* [What you need to do]
Each record below needs to be copied out exactly as it stands.

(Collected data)

━━━━━━

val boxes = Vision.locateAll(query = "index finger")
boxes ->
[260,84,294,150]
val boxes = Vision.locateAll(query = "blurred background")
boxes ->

━━━━━━

* [Answer for this exercise]
val boxes = Vision.locateAll(query = "index finger")
boxes ->
[260,84,294,150]
val boxes = Vision.locateAll(query = "blurred background")
boxes ->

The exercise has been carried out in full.